■ THE PROBLEM:
In the passage below about children affected by cancer, how old was Sophie when she learned that her mum had breast cancer?
(PASSAGE SHOWN)
Teaching and helping children affected by cancer

Posted by Jonathan Chamberlain on March 27, 2013

As cancer becomes more common, one group of people are becoming extremely disturbed. Some children get cancer, but many more are affected by the cancers affecting their families – their fathers and mothers, brothers and sisters – and also their friends and classmates. How can we help these children cope with these disturbing and upsetting experiences. Here is one teacher’s experience with one child. I hope other teachers will add their experiences.

How to work with children who are affected by cancer – a teacher’s perspective

I have been teaching for six years and have supported one child whose mum was affected with cancer. Sophie was in Year 2 and aged 6 when she found out her mum had breast cancer.

In the early stages of the parent’s diagnosis, interaction between the school and parents was paramount. A formal letter was written to the head teacher explaining that Sophie’s mum had breast cancer and treatment was starting in the following week, this was then distributed amongst all staff who came into contact with Sophie. Sometimes, personal information is kept confidential but both the parents and school felt that if everyone was aware of what was happening; it prepared the adults if Sophie chose to talk to them about it.
(End PASSAGE SHOWN)
(EXERCISE DATA)
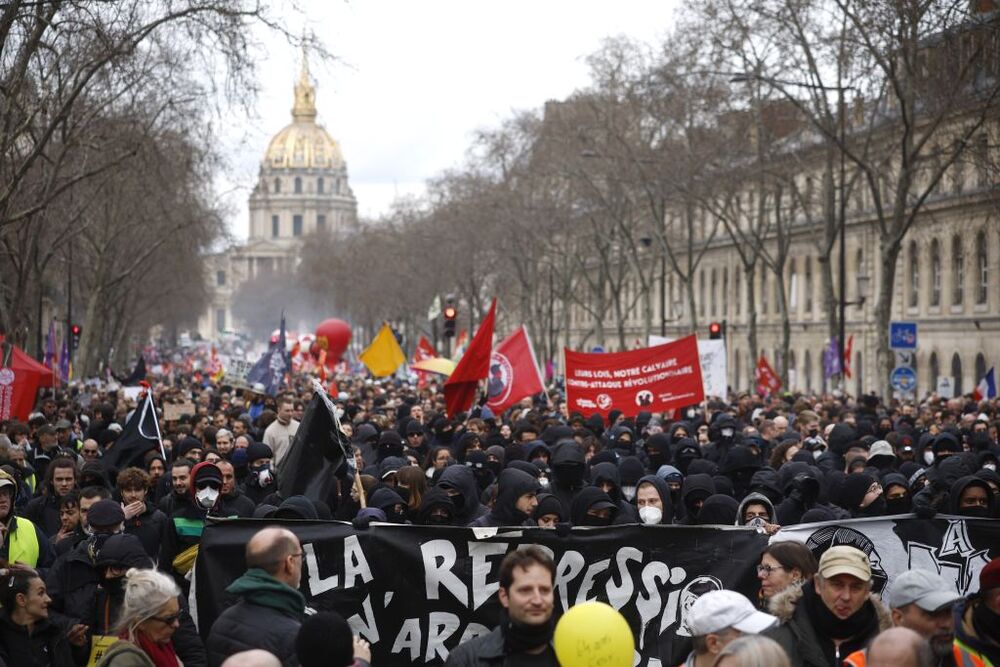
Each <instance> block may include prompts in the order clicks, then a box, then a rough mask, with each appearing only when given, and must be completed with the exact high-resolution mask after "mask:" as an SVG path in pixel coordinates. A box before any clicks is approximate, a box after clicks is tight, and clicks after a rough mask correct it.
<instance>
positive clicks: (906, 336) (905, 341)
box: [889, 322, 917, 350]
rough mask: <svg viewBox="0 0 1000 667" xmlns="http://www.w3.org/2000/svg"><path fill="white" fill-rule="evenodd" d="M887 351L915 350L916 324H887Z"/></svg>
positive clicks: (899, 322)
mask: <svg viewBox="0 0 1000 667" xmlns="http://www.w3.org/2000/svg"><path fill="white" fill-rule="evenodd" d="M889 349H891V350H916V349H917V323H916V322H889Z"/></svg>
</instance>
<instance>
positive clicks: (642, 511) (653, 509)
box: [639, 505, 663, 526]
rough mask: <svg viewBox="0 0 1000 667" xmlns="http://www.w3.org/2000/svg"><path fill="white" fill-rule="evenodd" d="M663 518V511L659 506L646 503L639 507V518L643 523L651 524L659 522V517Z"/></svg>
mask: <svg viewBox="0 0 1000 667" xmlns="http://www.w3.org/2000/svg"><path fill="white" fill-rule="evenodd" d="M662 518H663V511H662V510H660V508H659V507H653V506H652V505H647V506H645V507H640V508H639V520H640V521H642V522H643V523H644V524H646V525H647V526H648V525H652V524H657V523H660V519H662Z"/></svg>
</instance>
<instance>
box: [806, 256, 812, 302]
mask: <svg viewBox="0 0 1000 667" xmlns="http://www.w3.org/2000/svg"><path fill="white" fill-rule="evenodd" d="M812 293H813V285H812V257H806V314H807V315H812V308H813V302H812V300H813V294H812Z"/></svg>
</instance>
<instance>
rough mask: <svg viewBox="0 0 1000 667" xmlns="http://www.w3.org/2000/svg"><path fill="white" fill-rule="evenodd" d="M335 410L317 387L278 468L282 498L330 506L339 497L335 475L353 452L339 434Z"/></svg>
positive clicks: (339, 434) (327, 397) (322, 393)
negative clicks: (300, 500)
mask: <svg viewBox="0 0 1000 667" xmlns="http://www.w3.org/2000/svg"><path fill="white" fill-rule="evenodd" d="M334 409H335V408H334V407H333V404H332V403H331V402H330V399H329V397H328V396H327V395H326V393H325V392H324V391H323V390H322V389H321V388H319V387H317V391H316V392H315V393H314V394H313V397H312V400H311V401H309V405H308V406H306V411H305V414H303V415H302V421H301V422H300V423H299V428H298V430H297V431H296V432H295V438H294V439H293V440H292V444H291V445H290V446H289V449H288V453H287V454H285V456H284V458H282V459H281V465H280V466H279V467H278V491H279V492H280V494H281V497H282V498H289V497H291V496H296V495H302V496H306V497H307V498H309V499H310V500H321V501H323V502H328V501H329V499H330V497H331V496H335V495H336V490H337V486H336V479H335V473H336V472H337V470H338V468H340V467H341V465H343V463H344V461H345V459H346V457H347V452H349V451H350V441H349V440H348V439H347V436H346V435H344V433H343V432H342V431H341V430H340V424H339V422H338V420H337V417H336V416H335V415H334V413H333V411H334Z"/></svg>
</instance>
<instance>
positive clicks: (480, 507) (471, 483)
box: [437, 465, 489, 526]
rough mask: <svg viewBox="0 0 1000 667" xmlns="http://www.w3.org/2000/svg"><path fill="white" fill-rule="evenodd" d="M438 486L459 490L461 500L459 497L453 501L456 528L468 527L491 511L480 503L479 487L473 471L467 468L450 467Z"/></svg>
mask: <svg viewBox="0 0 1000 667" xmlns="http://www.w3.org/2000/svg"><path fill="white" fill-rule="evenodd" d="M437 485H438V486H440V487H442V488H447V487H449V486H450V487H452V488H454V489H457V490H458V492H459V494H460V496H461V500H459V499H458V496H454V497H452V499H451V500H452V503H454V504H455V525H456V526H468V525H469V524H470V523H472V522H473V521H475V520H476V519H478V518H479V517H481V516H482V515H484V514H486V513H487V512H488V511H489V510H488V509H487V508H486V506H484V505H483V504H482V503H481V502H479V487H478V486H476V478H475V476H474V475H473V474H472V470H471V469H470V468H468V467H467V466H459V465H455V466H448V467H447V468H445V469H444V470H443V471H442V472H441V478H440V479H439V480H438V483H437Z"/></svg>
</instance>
(End EXERCISE DATA)
■ ANSWER TO THIS TASK:
Sophie was 6 years old.